Annotation dataset entries:
┌────────
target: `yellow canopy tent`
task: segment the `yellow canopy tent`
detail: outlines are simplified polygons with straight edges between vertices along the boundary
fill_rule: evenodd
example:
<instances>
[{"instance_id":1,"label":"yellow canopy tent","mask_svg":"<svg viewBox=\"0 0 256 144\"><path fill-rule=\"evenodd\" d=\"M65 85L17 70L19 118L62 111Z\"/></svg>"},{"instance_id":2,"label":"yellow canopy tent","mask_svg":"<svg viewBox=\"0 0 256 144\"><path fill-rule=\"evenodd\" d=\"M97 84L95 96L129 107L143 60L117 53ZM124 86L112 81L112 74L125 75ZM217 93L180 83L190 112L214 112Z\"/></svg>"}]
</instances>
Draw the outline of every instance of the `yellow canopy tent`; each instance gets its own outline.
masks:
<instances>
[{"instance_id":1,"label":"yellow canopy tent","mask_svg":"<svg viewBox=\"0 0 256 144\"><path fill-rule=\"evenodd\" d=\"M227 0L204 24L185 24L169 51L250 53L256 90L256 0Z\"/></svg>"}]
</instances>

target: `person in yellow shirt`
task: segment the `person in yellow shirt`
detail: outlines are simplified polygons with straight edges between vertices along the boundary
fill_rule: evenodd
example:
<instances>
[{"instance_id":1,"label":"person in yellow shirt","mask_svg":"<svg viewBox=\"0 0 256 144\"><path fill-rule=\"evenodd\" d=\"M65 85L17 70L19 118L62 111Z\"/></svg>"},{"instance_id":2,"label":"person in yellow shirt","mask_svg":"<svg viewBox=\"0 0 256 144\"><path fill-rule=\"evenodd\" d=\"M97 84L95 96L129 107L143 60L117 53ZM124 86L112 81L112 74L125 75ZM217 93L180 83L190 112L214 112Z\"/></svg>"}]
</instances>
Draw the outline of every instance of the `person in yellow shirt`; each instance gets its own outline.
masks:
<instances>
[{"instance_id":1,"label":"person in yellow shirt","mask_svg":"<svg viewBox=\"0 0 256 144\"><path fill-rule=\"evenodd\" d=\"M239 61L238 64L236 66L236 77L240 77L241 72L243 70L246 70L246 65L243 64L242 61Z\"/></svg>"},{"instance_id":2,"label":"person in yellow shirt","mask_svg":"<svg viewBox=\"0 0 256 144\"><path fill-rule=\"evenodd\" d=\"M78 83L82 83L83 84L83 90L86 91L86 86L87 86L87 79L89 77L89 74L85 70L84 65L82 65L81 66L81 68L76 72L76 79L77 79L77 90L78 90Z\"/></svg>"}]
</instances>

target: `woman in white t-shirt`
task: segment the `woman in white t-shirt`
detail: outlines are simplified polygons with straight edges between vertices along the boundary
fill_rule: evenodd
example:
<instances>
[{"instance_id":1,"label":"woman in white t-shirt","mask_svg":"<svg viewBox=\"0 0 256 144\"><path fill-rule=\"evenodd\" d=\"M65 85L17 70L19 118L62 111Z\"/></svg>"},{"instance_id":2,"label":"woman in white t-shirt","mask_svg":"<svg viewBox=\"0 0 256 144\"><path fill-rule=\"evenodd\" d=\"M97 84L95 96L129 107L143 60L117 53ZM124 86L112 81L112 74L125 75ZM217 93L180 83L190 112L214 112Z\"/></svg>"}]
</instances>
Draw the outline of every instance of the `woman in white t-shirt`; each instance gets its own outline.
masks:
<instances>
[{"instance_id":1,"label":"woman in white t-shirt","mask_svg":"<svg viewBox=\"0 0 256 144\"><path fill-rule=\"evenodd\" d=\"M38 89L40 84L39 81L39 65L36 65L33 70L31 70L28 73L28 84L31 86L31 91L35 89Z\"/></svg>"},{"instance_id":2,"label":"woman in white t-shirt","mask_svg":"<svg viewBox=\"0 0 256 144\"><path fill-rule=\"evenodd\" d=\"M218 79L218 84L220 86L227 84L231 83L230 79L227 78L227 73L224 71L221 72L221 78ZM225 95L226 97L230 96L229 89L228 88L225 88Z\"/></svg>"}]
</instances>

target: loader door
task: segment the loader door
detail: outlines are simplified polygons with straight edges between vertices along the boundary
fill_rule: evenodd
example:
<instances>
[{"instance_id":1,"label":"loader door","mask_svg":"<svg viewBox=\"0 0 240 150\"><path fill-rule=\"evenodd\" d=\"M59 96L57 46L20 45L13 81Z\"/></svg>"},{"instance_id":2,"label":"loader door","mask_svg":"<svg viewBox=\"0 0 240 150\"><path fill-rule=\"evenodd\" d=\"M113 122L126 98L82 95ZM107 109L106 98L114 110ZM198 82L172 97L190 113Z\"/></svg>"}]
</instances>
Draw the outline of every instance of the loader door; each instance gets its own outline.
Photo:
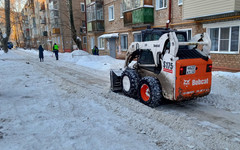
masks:
<instances>
[{"instance_id":1,"label":"loader door","mask_svg":"<svg viewBox=\"0 0 240 150\"><path fill-rule=\"evenodd\" d=\"M161 69L155 65L153 53L149 49L142 49L139 53L138 66L142 69L159 74Z\"/></svg>"}]
</instances>

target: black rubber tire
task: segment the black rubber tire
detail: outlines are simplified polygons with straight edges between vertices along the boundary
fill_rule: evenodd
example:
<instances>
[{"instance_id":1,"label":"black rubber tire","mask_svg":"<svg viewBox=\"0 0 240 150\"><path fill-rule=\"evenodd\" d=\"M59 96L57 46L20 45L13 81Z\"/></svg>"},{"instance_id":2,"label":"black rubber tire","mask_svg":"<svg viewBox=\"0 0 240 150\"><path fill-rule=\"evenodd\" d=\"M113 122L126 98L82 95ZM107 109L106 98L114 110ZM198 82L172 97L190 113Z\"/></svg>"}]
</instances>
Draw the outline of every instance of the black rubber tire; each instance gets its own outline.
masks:
<instances>
[{"instance_id":1,"label":"black rubber tire","mask_svg":"<svg viewBox=\"0 0 240 150\"><path fill-rule=\"evenodd\" d=\"M124 81L123 79L128 78L130 87L129 89L124 88ZM138 94L138 82L139 82L139 75L137 74L136 70L134 69L126 69L123 71L121 76L121 83L122 83L122 91L125 95L133 98L137 98Z\"/></svg>"},{"instance_id":2,"label":"black rubber tire","mask_svg":"<svg viewBox=\"0 0 240 150\"><path fill-rule=\"evenodd\" d=\"M141 93L141 90L144 88L144 86L148 87L149 89L148 100L146 99L144 100L144 97L143 97L144 92ZM163 98L162 89L161 89L160 82L158 81L157 78L154 78L154 77L142 78L139 82L138 94L139 94L140 102L150 107L157 107L162 103L162 98Z\"/></svg>"}]
</instances>

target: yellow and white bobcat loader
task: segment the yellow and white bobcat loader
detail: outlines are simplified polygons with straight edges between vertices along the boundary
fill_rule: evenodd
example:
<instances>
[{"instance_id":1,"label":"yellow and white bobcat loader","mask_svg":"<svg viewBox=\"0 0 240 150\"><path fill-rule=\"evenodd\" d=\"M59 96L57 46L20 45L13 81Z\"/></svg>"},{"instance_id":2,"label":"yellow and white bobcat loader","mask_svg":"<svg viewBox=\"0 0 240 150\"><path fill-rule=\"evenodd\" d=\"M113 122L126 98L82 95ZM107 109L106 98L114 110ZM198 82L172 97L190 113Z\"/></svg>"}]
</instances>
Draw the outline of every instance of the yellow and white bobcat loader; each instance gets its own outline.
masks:
<instances>
[{"instance_id":1,"label":"yellow and white bobcat loader","mask_svg":"<svg viewBox=\"0 0 240 150\"><path fill-rule=\"evenodd\" d=\"M191 41L175 30L160 35L158 40L129 46L124 70L110 71L111 90L139 98L151 107L161 104L162 98L180 101L208 95L212 81L208 34L198 34ZM132 61L135 64L130 67Z\"/></svg>"}]
</instances>

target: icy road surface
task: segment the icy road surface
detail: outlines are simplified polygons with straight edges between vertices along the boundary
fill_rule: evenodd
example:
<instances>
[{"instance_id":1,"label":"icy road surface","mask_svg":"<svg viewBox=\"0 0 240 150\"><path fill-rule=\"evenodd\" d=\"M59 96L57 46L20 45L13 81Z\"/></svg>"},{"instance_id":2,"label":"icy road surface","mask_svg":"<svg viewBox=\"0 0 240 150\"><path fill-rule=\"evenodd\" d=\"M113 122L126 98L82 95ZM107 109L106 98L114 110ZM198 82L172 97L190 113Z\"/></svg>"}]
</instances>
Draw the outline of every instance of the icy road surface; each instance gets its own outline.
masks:
<instances>
[{"instance_id":1,"label":"icy road surface","mask_svg":"<svg viewBox=\"0 0 240 150\"><path fill-rule=\"evenodd\" d=\"M110 91L122 61L51 55L0 53L1 150L240 148L239 73L213 72L210 95L153 109Z\"/></svg>"}]
</instances>

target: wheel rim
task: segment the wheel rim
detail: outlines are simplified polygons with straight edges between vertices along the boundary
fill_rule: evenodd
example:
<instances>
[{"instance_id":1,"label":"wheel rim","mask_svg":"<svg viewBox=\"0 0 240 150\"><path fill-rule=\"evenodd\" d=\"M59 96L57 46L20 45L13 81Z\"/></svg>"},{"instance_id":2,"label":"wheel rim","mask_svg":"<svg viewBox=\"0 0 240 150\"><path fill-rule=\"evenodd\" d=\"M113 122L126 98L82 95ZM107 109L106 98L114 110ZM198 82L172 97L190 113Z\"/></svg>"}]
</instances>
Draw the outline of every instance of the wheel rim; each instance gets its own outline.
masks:
<instances>
[{"instance_id":1,"label":"wheel rim","mask_svg":"<svg viewBox=\"0 0 240 150\"><path fill-rule=\"evenodd\" d=\"M123 89L125 91L129 91L130 90L130 79L128 76L124 76L123 77Z\"/></svg>"},{"instance_id":2,"label":"wheel rim","mask_svg":"<svg viewBox=\"0 0 240 150\"><path fill-rule=\"evenodd\" d=\"M145 102L150 99L150 89L147 84L141 86L141 97Z\"/></svg>"}]
</instances>

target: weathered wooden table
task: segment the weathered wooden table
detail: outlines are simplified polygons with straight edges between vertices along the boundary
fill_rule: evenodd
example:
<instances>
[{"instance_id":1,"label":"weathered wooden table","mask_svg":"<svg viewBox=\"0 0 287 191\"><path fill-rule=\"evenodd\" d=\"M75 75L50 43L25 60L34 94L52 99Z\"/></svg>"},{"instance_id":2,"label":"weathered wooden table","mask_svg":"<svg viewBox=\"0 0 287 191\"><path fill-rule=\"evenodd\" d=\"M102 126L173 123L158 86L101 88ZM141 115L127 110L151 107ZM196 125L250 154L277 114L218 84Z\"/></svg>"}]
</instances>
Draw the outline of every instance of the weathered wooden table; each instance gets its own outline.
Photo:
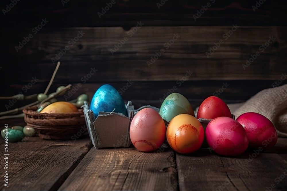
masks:
<instances>
[{"instance_id":1,"label":"weathered wooden table","mask_svg":"<svg viewBox=\"0 0 287 191\"><path fill-rule=\"evenodd\" d=\"M10 127L25 125L14 119L0 124L8 121ZM3 153L9 155L2 154L9 156L9 170L1 160L1 190L287 190L287 138L279 138L272 149L235 157L207 149L189 155L166 147L152 153L97 149L86 135L70 141L27 137L9 147Z\"/></svg>"}]
</instances>

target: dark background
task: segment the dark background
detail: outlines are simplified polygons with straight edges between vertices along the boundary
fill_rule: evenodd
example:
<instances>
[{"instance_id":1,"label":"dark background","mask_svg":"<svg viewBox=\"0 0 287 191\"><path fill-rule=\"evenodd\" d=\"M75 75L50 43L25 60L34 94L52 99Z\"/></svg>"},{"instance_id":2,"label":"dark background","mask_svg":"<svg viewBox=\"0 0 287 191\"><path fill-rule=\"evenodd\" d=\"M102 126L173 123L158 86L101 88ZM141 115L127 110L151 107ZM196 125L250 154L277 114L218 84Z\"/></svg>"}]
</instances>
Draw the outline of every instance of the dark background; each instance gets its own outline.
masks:
<instances>
[{"instance_id":1,"label":"dark background","mask_svg":"<svg viewBox=\"0 0 287 191\"><path fill-rule=\"evenodd\" d=\"M91 99L106 83L120 89L131 79L134 82L122 96L136 107L160 107L160 99L175 85L195 107L223 83L229 85L219 97L238 103L272 87L287 72L286 1L263 1L254 11L256 1L168 0L159 9L159 0L115 0L100 18L98 12L111 1L70 0L63 5L63 1L20 0L5 15L0 13L0 96L43 92L56 67L51 59L66 46L69 49L59 60L49 93L82 83L69 100L84 93ZM195 21L193 15L208 2L211 6ZM1 1L1 10L11 3ZM34 34L33 28L45 18L49 22ZM144 25L130 37L129 30L141 21ZM239 27L224 40L222 35L235 24ZM79 31L85 34L71 46L69 41ZM164 44L177 33L181 37L165 49ZM30 34L33 38L17 52L15 46ZM272 36L275 41L244 70L246 60ZM128 40L112 55L110 49L125 37ZM222 39L224 43L208 58L206 52ZM162 48L164 53L149 67L147 61ZM84 83L81 79L91 68L98 71ZM190 70L192 75L180 86L177 81ZM24 92L22 87L35 76L39 80ZM33 101L18 101L9 109ZM0 101L0 111L6 111L8 103Z\"/></svg>"}]
</instances>

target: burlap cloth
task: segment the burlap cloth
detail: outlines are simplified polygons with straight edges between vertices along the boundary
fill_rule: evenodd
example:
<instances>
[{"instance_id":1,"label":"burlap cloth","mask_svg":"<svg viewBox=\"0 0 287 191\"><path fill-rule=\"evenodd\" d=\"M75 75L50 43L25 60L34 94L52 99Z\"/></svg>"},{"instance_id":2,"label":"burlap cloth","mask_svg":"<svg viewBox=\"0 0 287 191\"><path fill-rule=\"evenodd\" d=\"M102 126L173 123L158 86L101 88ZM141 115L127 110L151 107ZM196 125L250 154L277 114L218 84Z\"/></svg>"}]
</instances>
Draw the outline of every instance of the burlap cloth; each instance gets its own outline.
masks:
<instances>
[{"instance_id":1,"label":"burlap cloth","mask_svg":"<svg viewBox=\"0 0 287 191\"><path fill-rule=\"evenodd\" d=\"M264 115L274 124L278 136L287 137L287 84L263 90L245 102L227 105L236 119L248 112ZM196 115L198 110L197 107Z\"/></svg>"},{"instance_id":2,"label":"burlap cloth","mask_svg":"<svg viewBox=\"0 0 287 191\"><path fill-rule=\"evenodd\" d=\"M275 126L278 136L287 137L287 84L259 92L232 114L237 118L247 112L264 115Z\"/></svg>"}]
</instances>

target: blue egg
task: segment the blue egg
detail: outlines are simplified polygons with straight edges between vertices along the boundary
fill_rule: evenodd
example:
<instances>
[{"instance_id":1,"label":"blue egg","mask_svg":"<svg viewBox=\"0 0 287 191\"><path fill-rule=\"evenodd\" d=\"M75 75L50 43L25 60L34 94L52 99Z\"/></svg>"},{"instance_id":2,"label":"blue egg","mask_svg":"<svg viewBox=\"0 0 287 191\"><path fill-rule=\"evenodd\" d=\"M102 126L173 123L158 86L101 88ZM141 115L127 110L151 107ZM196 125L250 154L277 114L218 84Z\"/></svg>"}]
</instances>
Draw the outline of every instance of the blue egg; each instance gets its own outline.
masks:
<instances>
[{"instance_id":1,"label":"blue egg","mask_svg":"<svg viewBox=\"0 0 287 191\"><path fill-rule=\"evenodd\" d=\"M93 97L90 109L96 118L100 111L121 113L126 116L127 111L125 102L117 90L110 85L103 85L98 89Z\"/></svg>"}]
</instances>

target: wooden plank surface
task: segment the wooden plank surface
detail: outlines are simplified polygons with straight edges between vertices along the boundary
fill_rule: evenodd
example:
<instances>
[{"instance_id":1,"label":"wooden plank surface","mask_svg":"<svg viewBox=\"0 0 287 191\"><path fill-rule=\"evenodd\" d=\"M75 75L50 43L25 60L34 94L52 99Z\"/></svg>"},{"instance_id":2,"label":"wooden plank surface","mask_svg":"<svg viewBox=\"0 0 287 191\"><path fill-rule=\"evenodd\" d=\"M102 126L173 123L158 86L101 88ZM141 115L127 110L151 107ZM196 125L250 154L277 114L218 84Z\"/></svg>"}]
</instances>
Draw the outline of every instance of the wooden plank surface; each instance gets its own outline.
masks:
<instances>
[{"instance_id":1,"label":"wooden plank surface","mask_svg":"<svg viewBox=\"0 0 287 191\"><path fill-rule=\"evenodd\" d=\"M177 190L174 153L163 150L93 147L59 190Z\"/></svg>"},{"instance_id":2,"label":"wooden plank surface","mask_svg":"<svg viewBox=\"0 0 287 191\"><path fill-rule=\"evenodd\" d=\"M10 127L25 125L23 122L17 122L19 120L17 119L0 121L3 125L9 122ZM2 149L4 143L4 141L1 141L0 146ZM9 156L9 187L1 184L0 190L57 190L92 146L89 137L86 136L83 138L65 141L25 137L22 141L9 143L8 152L5 153L9 154L4 155ZM5 173L4 170L1 171L1 176Z\"/></svg>"},{"instance_id":3,"label":"wooden plank surface","mask_svg":"<svg viewBox=\"0 0 287 191\"><path fill-rule=\"evenodd\" d=\"M287 139L279 140L286 143ZM179 189L251 191L265 190L266 187L274 186L272 190L284 190L287 180L276 179L287 167L287 162L275 153L279 147L281 152L286 153L285 144L284 148L276 145L258 154L250 151L234 157L211 154L207 149L189 155L177 153ZM187 167L194 170L189 172Z\"/></svg>"}]
</instances>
└────────
What you need to do: Please pull out every line of the entries above that contains the word "rubber", treating uppercase and lowercase as different.

Full answer:
target: black rubber tire
task: segment the black rubber tire
[{"instance_id":1,"label":"black rubber tire","mask_svg":"<svg viewBox=\"0 0 240 150\"><path fill-rule=\"evenodd\" d=\"M59 96L57 46L20 45L13 81Z\"/></svg>"},{"instance_id":2,"label":"black rubber tire","mask_svg":"<svg viewBox=\"0 0 240 150\"><path fill-rule=\"evenodd\" d=\"M113 122L126 98L82 95ZM107 109L106 98L114 110ZM198 82L172 97L190 113Z\"/></svg>"}]
Draw the outline of every instance of the black rubber tire; each instance gets its own outline.
[{"instance_id":1,"label":"black rubber tire","mask_svg":"<svg viewBox=\"0 0 240 150\"><path fill-rule=\"evenodd\" d=\"M124 81L123 79L128 78L130 87L129 89L124 88ZM138 94L138 82L139 82L139 75L137 74L136 70L134 69L126 69L123 71L121 76L121 83L122 83L122 91L125 95L133 98L137 98Z\"/></svg>"},{"instance_id":2,"label":"black rubber tire","mask_svg":"<svg viewBox=\"0 0 240 150\"><path fill-rule=\"evenodd\" d=\"M141 93L141 90L144 88L144 86L148 87L149 89L148 100L146 99L144 100L144 97L143 97L144 92ZM163 98L162 89L161 89L160 82L158 81L157 78L154 78L154 77L142 78L139 82L138 94L139 94L140 102L150 107L157 107L162 103L162 98Z\"/></svg>"}]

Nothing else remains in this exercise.